PROBLEM REQUIREMENTS :: Write the entries out again exactly as they stand, but without the pictures.

Raw records:
====
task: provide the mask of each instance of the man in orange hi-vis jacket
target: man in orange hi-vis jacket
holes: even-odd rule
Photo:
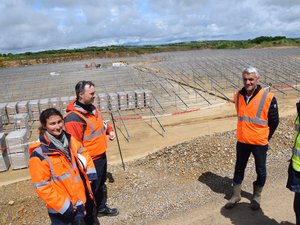
[[[250,207],[260,208],[261,192],[266,182],[266,158],[268,142],[279,124],[277,100],[270,87],[258,84],[259,74],[255,67],[242,72],[244,87],[234,96],[237,112],[236,163],[233,177],[233,195],[225,208],[231,209],[241,200],[241,184],[245,168],[252,153],[257,179],[253,182],[253,197]]]
[[[94,161],[98,179],[91,186],[97,203],[98,216],[116,216],[118,210],[106,205],[105,181],[107,173],[106,149],[108,135],[115,139],[115,132],[103,121],[102,113],[93,105],[96,97],[95,85],[91,81],[80,81],[75,86],[76,99],[67,106],[66,131],[81,141]]]

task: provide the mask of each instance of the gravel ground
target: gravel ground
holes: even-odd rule
[[[268,168],[285,168],[279,169],[275,177],[272,174],[272,180],[286,176],[293,122],[294,117],[282,118],[270,142]],[[235,144],[235,131],[216,133],[127,163],[126,171],[121,165],[109,165],[108,205],[117,207],[120,214],[101,218],[101,224],[152,224],[205,205],[216,192],[225,193],[228,199]],[[251,157],[247,177],[254,177],[254,173]],[[250,186],[250,182],[245,182],[245,189]],[[2,186],[0,192],[0,224],[49,224],[44,203],[34,193],[30,181]]]

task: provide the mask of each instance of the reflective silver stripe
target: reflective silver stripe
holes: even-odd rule
[[[295,156],[300,156],[300,150],[297,150],[295,147],[292,149],[292,151],[293,151],[293,154],[295,155]]]
[[[75,206],[80,206],[80,205],[83,205],[83,202],[81,200],[75,203]]]
[[[33,187],[34,187],[35,189],[38,189],[38,188],[40,188],[40,187],[44,187],[44,186],[48,185],[49,183],[50,183],[50,180],[47,180],[47,181],[41,181],[41,182],[38,182],[38,183],[33,184]]]
[[[255,123],[255,124],[259,124],[259,125],[268,125],[268,121],[266,120],[260,120],[258,118],[250,118],[248,116],[238,116],[238,120],[239,121],[248,121],[250,123]]]
[[[49,213],[60,213],[60,214],[64,214],[67,209],[69,208],[70,206],[70,200],[69,199],[66,199],[65,202],[64,202],[64,205],[63,207],[61,207],[60,210],[56,211],[55,209],[52,209],[52,208],[48,208],[48,212]]]
[[[95,132],[95,127],[94,127],[94,124],[91,122],[91,120],[88,118],[88,117],[85,117],[85,119],[88,121],[88,123],[90,124],[90,127],[91,127],[91,130],[92,130],[92,133]]]
[[[41,156],[43,156],[43,157],[45,158],[45,160],[48,162],[48,165],[49,165],[49,167],[50,167],[50,172],[51,172],[52,178],[54,178],[54,174],[55,174],[55,173],[54,173],[54,170],[53,170],[53,167],[52,167],[52,164],[51,164],[51,162],[50,162],[49,157],[43,153],[43,150],[42,150],[41,147],[37,148],[35,151],[36,151],[38,154],[40,154]]]
[[[80,181],[80,180],[81,180],[80,175],[78,175],[77,177],[74,177],[74,178],[73,178],[73,181],[74,181],[75,183],[77,183],[77,182]]]
[[[80,148],[78,149],[78,153],[83,153],[83,147],[82,147],[82,145],[81,145]]]
[[[105,127],[103,126],[103,128],[99,131],[97,131],[96,133],[92,133],[90,135],[87,135],[87,136],[84,136],[83,140],[86,141],[86,140],[89,140],[89,139],[92,139],[94,137],[98,137],[100,136],[101,134],[103,134],[103,132],[105,132]]]
[[[41,148],[41,147],[36,148],[35,151],[36,151],[38,154],[40,154],[41,156],[43,156],[43,157],[45,158],[45,160],[48,162],[48,165],[49,165],[50,171],[51,171],[51,175],[52,175],[52,179],[53,179],[54,181],[63,181],[63,180],[65,180],[65,179],[71,177],[71,174],[70,174],[69,172],[64,173],[64,174],[61,175],[61,176],[55,176],[55,173],[54,173],[52,164],[51,164],[51,162],[50,162],[50,159],[49,159],[49,157],[48,157],[46,154],[43,153],[42,148]],[[70,169],[72,169],[72,168],[70,168]]]
[[[240,102],[240,92],[238,91],[238,94],[237,94],[237,98],[236,98],[236,111],[238,112],[239,111],[239,102]]]
[[[92,174],[92,173],[96,173],[96,169],[95,168],[91,168],[91,169],[87,169],[86,170],[86,174]]]
[[[266,102],[267,95],[268,95],[268,91],[264,90],[263,96],[260,99],[259,106],[256,112],[256,118],[260,118],[261,116],[262,110]]]
[[[67,173],[64,173],[61,176],[53,176],[53,180],[54,181],[63,181],[63,180],[68,179],[70,177],[71,177],[71,174],[69,172],[67,172]]]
====
RESULT FOR THIS TASK ::
task: provide the mask of each instance of the man in orange hi-vis jacket
target: man in orange hi-vis jacket
holes: even-odd rule
Photo:
[[[250,207],[260,208],[261,192],[266,182],[266,158],[268,142],[279,124],[277,100],[270,87],[258,84],[259,74],[255,67],[242,72],[244,87],[234,96],[237,112],[236,163],[233,177],[233,195],[225,208],[231,209],[241,200],[241,184],[245,168],[252,153],[257,179],[253,182],[253,197]]]
[[[94,161],[98,179],[91,186],[97,203],[98,216],[116,216],[118,210],[106,205],[105,181],[107,173],[106,149],[108,135],[115,139],[115,132],[103,121],[102,113],[93,105],[96,97],[95,85],[91,81],[80,81],[75,86],[76,99],[67,106],[66,131],[81,141]]]

task: provide the mask of each instance of the gravel ground
target: gravel ground
holes: even-odd rule
[[[268,168],[285,168],[279,169],[275,177],[272,174],[272,180],[286,176],[293,122],[294,117],[282,118],[270,142]],[[235,144],[235,131],[216,133],[127,163],[126,171],[121,165],[109,165],[108,205],[117,207],[120,214],[101,218],[101,224],[152,224],[205,205],[216,192],[225,193],[228,199]],[[251,157],[247,177],[254,177],[254,173]],[[250,186],[250,182],[245,182],[245,189]],[[2,186],[0,192],[0,224],[49,224],[44,203],[34,193],[30,181]]]

task: provide the mask of each instance of the reflective silver stripe
target: reflective silver stripe
holes: even-odd rule
[[[295,156],[300,156],[300,150],[297,150],[295,147],[292,149],[292,151],[293,151],[293,154],[295,155]]]
[[[75,206],[80,206],[80,205],[83,205],[83,202],[81,200],[75,203]]]
[[[33,187],[34,187],[35,189],[38,189],[38,188],[40,188],[40,187],[44,187],[44,186],[48,185],[49,183],[50,183],[50,180],[47,180],[47,181],[41,181],[41,182],[38,182],[38,183],[33,184]]]
[[[255,123],[255,124],[259,124],[259,125],[268,125],[268,121],[266,120],[260,120],[258,118],[250,118],[248,116],[238,116],[238,120],[239,121],[248,121],[250,123]]]
[[[49,213],[60,213],[60,214],[64,214],[67,209],[69,208],[70,206],[70,200],[69,199],[66,199],[65,202],[64,202],[64,205],[63,207],[61,207],[60,210],[56,211],[55,209],[52,209],[52,208],[48,208],[48,212]]]
[[[95,132],[95,127],[94,127],[94,124],[91,122],[91,120],[88,118],[88,117],[85,117],[85,119],[88,121],[88,123],[90,124],[90,127],[91,127],[91,130],[92,130],[92,133]]]
[[[41,156],[43,156],[43,157],[45,158],[45,160],[48,162],[48,165],[49,165],[49,167],[50,167],[50,172],[51,172],[52,178],[54,178],[54,174],[55,174],[55,173],[54,173],[54,170],[53,170],[53,167],[52,167],[52,164],[51,164],[51,162],[50,162],[49,157],[43,153],[43,150],[42,150],[41,147],[37,148],[35,151],[36,151],[38,154],[40,154]]]
[[[80,181],[80,180],[81,180],[80,175],[78,175],[77,177],[74,177],[74,178],[73,178],[73,181],[74,181],[75,183],[77,183],[77,182]]]
[[[80,148],[78,149],[78,153],[83,153],[83,147],[82,147],[82,145],[81,145]]]
[[[105,127],[103,126],[103,128],[99,131],[97,131],[96,133],[92,133],[90,135],[87,135],[87,136],[84,136],[83,140],[86,141],[86,140],[89,140],[89,139],[92,139],[94,137],[98,137],[100,136],[101,134],[103,134],[103,132],[105,132]]]
[[[41,148],[41,147],[36,148],[35,151],[36,151],[38,154],[40,154],[41,156],[43,156],[43,157],[45,158],[45,160],[48,162],[48,165],[49,165],[50,171],[51,171],[51,175],[52,175],[52,179],[53,179],[54,181],[63,181],[63,180],[65,180],[65,179],[71,177],[71,174],[70,174],[69,172],[64,173],[64,174],[61,175],[61,176],[55,176],[55,173],[54,173],[52,164],[51,164],[51,162],[50,162],[50,159],[49,159],[49,157],[48,157],[46,154],[43,153],[42,148]],[[70,169],[72,169],[72,168],[70,168]]]
[[[240,102],[240,92],[238,91],[238,94],[237,94],[237,98],[236,98],[236,111],[238,112],[239,111],[239,102]]]
[[[92,174],[92,173],[96,173],[96,169],[95,168],[91,168],[91,169],[87,169],[86,170],[86,174]]]
[[[266,102],[267,95],[268,95],[268,91],[264,90],[263,96],[260,99],[259,106],[256,112],[256,118],[260,118],[261,116],[262,110]]]
[[[67,173],[64,173],[61,176],[53,176],[53,180],[54,181],[63,181],[63,180],[68,179],[70,177],[71,177],[71,174],[69,172],[67,172]]]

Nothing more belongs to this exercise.